[Excerpts of labeled region data]
▬▬▬

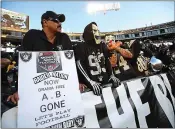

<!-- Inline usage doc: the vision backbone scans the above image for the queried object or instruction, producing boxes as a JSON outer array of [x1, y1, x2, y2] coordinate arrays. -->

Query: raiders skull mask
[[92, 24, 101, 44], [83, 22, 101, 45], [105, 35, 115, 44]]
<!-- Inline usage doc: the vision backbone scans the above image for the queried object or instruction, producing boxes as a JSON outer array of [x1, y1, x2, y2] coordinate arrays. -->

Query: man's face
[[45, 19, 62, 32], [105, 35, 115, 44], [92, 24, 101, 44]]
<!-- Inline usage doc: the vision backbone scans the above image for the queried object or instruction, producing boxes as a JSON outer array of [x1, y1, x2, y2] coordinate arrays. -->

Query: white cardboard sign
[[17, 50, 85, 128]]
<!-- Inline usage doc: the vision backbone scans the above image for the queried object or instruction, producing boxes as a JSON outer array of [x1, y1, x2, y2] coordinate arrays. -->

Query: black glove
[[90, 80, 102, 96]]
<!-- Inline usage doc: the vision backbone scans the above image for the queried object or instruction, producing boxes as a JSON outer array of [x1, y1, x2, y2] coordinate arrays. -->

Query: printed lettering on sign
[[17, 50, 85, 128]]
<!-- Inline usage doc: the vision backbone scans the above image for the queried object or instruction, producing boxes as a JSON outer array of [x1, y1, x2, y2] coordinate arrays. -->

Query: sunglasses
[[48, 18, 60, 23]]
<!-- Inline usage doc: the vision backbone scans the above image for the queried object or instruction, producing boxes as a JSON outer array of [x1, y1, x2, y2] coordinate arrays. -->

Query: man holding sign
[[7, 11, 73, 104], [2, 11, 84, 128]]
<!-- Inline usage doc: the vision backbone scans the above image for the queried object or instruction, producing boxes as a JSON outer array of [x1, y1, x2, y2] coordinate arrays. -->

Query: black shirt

▬▬▬

# [Instructions to follow]
Can you replace "sign" with "placard" everywhere in the listing above, give it back otherwise unchanged, and leave out the pictures?

# [Solved problem]
<!-- Inline usage doc: the vision backbone scans the above image for the queried object or instruction, producing boxes as a JSON outer array of [x1, y1, x2, y2] coordinate arrays. -->

Query: raiders skull mask
[[92, 24, 101, 44], [83, 22, 101, 45], [105, 35, 115, 44]]
<!-- Inline usage doc: the vision backbone scans the above image for the queried object or instruction, producing boxes as a JSON outer array of [x1, y1, x2, y2] coordinate arrays. -->

Query: man's face
[[45, 19, 62, 32], [105, 35, 115, 44], [92, 24, 101, 44]]
<!-- Inline usage doc: the vision backbone scans the above image for the queried object or instruction, producing boxes as a JSON outer array of [x1, y1, x2, y2] coordinate arrays. -->

Query: white cardboard placard
[[17, 50, 85, 128]]
<!-- Inline usage doc: the vision backbone scans the above image for the queried object or instruction, producing boxes as a JSON outer array of [x1, y1, x2, y2] coordinate arrays. -->

Query: black glove
[[90, 80, 102, 96]]
<!-- Inline usage doc: the vision backbone scans the above image for the queried object or instruction, producing boxes as a JSON outer array of [x1, y1, x2, y2] coordinate arrays. -->

Query: printed lettering on placard
[[17, 50, 85, 128]]
<!-- Inline usage doc: the vision backbone scans the above image for the queried object or instruction, producing boxes as a JSON outer array of [x1, y1, x2, y2] coordinate arrays. -->

Query: sunglasses
[[48, 18, 60, 23]]
<!-- Inline usage doc: the vision backbone scans the above image for the queried object or instruction, producing boxes as a JSON outer array of [x1, y1, x2, y2] coordinate arrays. -->

Query: man holding placard
[[7, 11, 73, 104], [2, 11, 84, 128]]
<!-- Inline usage doc: the vision backbone scans the above image for the queried object or instruction, producing boxes as a JSON outer array of [x1, y1, x2, y2] coordinate arrays. -->

Query: black shirt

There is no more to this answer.